[Data to use]:
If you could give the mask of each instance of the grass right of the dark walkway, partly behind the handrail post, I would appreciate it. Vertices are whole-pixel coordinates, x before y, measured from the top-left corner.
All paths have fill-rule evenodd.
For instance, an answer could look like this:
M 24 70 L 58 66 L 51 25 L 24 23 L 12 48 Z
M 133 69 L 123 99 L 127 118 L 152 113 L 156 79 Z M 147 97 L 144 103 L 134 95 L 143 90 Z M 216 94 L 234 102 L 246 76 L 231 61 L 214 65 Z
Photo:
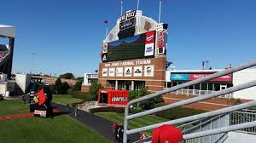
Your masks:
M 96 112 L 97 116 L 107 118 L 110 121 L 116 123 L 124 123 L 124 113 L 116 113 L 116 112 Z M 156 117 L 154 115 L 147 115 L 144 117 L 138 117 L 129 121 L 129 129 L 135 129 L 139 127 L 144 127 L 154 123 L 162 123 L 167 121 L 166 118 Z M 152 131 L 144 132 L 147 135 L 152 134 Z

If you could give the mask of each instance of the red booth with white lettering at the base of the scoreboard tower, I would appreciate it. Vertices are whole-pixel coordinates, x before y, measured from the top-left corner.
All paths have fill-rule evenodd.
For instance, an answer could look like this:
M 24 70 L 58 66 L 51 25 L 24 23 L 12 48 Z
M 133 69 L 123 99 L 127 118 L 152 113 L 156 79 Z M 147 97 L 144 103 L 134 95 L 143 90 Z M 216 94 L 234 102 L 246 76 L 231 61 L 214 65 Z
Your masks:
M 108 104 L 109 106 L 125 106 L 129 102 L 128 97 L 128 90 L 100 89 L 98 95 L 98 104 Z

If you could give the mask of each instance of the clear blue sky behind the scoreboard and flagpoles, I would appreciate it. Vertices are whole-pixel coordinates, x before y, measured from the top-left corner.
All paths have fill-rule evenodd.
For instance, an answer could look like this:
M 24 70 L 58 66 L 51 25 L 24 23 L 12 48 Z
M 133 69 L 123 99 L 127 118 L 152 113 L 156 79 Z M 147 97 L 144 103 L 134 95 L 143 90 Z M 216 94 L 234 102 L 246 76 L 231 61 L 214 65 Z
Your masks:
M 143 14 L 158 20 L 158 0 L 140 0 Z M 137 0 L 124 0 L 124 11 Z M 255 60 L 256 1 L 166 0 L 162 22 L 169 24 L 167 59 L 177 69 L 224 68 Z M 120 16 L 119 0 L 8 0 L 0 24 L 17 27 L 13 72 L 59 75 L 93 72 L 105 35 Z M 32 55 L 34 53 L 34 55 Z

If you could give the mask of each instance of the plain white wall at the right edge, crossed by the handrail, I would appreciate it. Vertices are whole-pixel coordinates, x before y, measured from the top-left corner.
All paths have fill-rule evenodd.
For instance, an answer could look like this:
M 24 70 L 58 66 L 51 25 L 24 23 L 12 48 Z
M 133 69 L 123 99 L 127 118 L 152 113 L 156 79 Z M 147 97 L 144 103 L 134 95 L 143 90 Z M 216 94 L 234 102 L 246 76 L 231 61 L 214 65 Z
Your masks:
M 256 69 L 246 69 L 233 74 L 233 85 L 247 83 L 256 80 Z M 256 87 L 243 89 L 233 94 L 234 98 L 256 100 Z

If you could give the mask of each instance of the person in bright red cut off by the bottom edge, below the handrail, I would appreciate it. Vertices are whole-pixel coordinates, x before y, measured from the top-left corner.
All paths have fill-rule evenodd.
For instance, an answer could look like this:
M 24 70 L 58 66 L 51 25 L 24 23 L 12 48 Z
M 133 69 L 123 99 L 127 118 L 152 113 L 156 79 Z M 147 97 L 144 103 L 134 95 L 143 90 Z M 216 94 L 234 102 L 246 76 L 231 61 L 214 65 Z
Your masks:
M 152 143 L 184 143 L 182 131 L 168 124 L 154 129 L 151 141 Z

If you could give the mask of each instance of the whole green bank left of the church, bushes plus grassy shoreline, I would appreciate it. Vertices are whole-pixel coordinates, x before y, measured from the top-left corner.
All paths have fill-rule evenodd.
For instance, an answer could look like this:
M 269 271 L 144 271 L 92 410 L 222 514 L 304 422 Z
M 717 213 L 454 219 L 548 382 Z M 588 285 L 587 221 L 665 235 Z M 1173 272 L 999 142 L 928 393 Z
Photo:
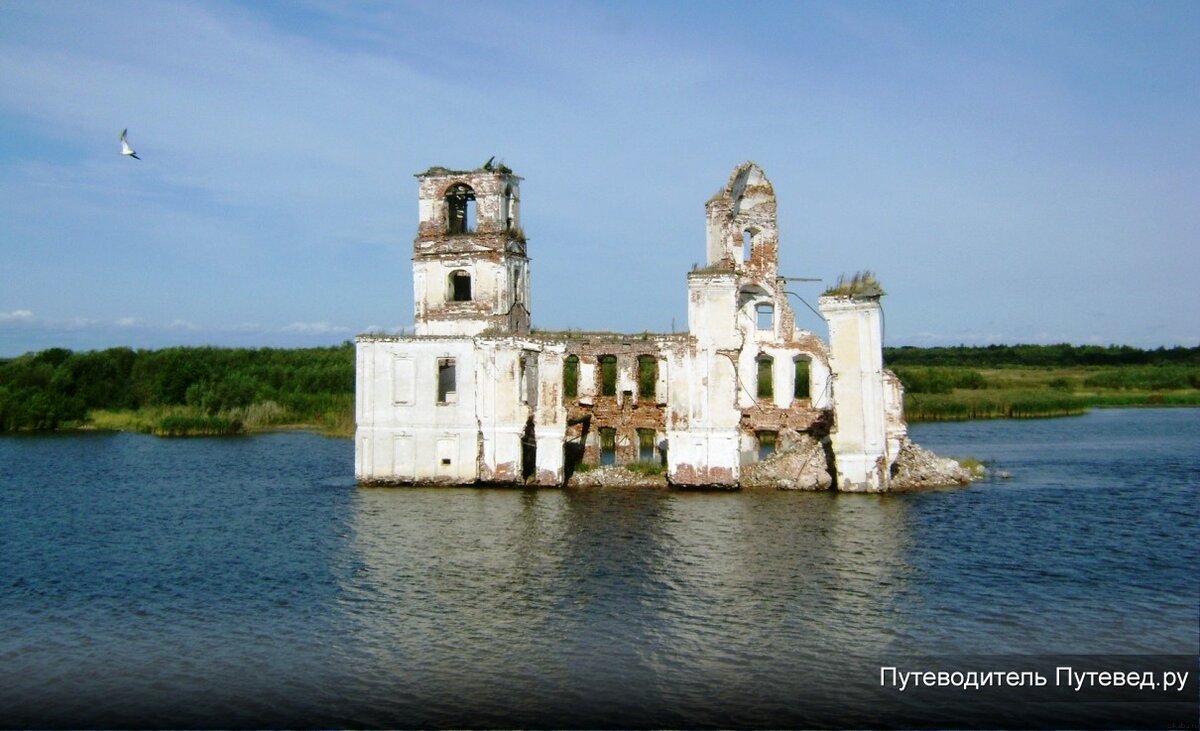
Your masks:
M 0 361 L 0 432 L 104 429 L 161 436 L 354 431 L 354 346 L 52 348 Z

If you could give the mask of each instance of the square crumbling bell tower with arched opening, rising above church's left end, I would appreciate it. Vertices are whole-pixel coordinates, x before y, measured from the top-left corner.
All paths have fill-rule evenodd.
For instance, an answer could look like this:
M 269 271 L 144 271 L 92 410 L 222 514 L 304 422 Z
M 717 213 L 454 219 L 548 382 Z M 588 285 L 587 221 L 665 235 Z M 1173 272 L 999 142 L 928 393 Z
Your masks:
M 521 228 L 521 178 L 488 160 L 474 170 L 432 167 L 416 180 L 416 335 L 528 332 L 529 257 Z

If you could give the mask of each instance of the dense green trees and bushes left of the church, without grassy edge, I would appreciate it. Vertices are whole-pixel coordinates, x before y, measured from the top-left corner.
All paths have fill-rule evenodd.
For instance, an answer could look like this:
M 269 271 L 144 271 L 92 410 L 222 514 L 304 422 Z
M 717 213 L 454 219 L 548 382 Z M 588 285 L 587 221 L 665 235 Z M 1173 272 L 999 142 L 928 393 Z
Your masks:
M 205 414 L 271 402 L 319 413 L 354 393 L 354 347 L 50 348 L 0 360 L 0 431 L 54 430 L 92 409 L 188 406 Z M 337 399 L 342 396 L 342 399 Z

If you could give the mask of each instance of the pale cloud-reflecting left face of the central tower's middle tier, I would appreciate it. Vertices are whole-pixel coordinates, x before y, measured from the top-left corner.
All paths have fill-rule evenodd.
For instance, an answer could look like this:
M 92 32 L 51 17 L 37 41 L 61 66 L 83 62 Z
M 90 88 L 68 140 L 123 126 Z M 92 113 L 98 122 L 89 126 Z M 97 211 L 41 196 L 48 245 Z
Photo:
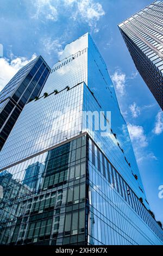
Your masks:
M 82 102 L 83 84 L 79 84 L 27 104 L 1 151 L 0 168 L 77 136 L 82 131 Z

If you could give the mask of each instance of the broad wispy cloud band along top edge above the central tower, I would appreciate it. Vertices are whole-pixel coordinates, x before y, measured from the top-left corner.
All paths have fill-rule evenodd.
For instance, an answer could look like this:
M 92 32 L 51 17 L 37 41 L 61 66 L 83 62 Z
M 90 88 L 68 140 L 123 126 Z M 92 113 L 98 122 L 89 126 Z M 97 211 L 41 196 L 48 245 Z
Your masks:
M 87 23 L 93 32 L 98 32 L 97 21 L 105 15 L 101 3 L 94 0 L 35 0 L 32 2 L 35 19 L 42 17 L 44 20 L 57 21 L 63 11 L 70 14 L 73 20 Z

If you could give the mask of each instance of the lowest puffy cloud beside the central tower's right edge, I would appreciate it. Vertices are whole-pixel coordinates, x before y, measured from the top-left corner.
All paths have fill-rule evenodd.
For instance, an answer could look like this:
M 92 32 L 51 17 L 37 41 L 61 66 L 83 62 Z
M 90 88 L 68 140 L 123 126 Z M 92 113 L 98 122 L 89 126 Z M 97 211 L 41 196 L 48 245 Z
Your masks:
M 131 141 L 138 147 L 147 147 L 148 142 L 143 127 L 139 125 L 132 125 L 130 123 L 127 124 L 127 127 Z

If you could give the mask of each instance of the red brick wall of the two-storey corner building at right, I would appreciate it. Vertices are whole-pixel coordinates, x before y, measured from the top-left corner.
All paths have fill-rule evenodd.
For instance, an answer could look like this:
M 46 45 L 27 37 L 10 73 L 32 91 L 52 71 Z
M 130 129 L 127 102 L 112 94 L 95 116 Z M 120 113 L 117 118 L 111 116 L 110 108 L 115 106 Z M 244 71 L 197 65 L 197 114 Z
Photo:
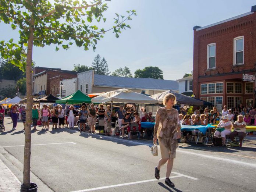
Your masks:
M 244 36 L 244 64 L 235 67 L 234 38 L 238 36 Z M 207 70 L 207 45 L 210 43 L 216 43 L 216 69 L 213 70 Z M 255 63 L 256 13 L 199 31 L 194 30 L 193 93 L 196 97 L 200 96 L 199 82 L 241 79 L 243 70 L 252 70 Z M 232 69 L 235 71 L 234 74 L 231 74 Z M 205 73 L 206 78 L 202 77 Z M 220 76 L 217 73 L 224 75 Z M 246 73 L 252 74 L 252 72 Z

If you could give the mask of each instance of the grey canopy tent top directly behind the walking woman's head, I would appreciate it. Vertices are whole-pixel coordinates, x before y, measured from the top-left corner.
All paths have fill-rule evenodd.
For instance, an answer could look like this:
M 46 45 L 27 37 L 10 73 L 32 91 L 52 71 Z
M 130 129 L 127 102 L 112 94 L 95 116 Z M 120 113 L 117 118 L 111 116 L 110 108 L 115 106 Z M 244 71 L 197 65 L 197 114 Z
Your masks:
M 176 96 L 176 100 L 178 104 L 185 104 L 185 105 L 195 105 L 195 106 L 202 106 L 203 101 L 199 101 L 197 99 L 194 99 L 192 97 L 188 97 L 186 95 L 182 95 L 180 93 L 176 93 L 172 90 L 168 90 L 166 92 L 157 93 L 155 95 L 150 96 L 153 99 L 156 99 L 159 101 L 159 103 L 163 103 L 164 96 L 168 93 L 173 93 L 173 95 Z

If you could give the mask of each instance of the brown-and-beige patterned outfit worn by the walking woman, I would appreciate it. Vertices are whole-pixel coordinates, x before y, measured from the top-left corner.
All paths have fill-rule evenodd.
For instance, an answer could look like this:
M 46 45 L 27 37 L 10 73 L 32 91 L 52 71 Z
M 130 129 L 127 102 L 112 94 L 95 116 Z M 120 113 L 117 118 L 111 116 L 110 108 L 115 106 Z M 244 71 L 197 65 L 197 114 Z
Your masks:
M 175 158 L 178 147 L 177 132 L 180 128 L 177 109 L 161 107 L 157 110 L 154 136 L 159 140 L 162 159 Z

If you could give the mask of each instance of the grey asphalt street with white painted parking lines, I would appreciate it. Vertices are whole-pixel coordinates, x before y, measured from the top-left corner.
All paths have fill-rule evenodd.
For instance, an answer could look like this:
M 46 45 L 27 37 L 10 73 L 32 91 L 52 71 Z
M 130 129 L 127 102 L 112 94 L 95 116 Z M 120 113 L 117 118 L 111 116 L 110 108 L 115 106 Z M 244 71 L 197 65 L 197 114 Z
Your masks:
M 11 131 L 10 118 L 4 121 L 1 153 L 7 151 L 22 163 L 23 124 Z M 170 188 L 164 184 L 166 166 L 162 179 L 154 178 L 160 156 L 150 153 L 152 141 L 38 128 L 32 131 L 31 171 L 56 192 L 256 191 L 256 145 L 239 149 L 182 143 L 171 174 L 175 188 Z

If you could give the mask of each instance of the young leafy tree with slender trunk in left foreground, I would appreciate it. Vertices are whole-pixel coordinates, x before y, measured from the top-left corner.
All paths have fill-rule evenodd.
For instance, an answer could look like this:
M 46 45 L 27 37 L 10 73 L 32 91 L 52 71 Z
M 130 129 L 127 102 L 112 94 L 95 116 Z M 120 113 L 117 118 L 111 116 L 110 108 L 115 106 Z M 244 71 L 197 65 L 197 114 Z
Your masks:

[Task item]:
Each line of the data that includes "above" should be copied.

[Answer to this task]:
If you could give the mask of each instance of the square crumbling bell tower with arched opening, rising above church's left end, I would appreciate it. Vertices are whole-pixel coordinates, x before y, measured from the top-left corner.
If you could give the mask of each instance of the broad wispy cloud band along top edge above the central tower, I would appreciate it. Vertices are whole-pixel coordinates, x before y, measured from the top-left corner.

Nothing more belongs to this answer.